→ **Given request**: In the museum visit account below, what word did the man who greeted the visitors use to describe the museum?

Recently, I went with my husband and a friend (Northy) to the Erotic Heritage Museum here in Las Vegas (check out his article here!!). Yeah, I know…the last place you may expect to find a museum about sex, right? Well, that’s one part of the joke; it was actually located directly next to a sex shop and a strip club. The building was even decked out in pink with garish neon signage to match the décor of the sex shop and club. From the onset, the museum made no mystery of its intimate connection (pun intended) to the sex industry, particularly with the porn industry. Unfortunately, this was the primary focus of the museum concerning the complex subject of human sexuality.

I really had no idea what to expect when we arrived and I was only slightly chagrinned at the location of the place and its conspicuous proximity to the shop and the club. I mean, I’m pretty desensitized to the Vegas way of self-promotion and exploitation. My husband Al and I went inside and were quickly greeted by a fellow who described the museum as “sociological” in terms of its theoretical underpinnings (I assume)…after my friend was told to stay out of the “library” section he wandered into, which was not open to the public. This was only the beginning of the museum’s internal irony.

→ **Provided material**:
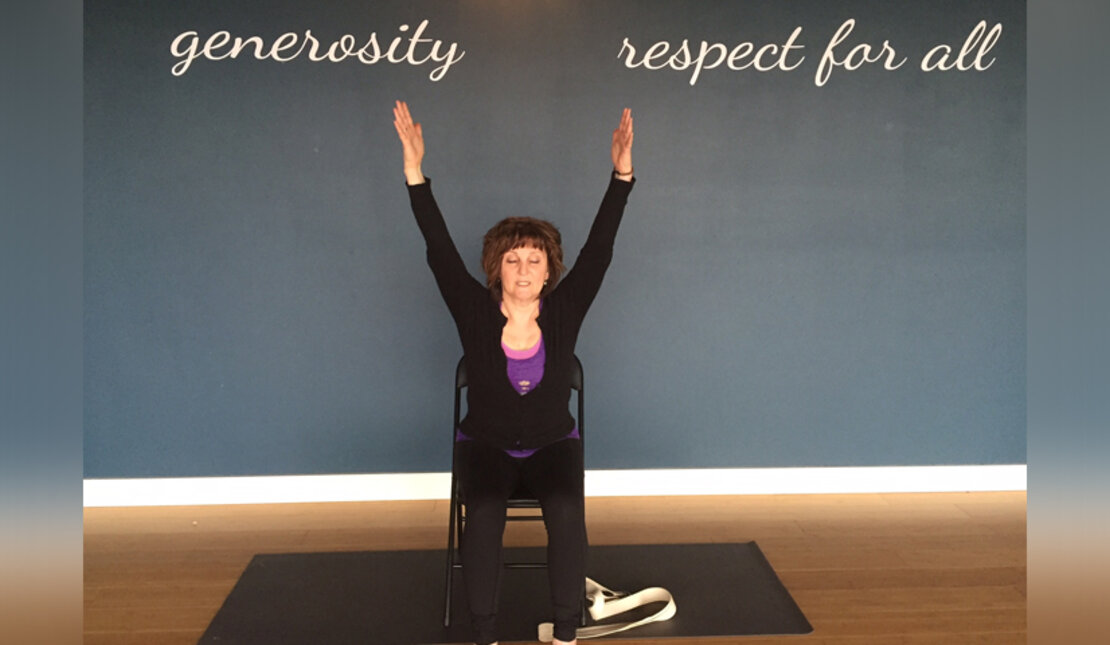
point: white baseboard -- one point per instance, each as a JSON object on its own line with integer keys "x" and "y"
{"x": 292, "y": 489}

→ **Exercise result**: He called it "sociological."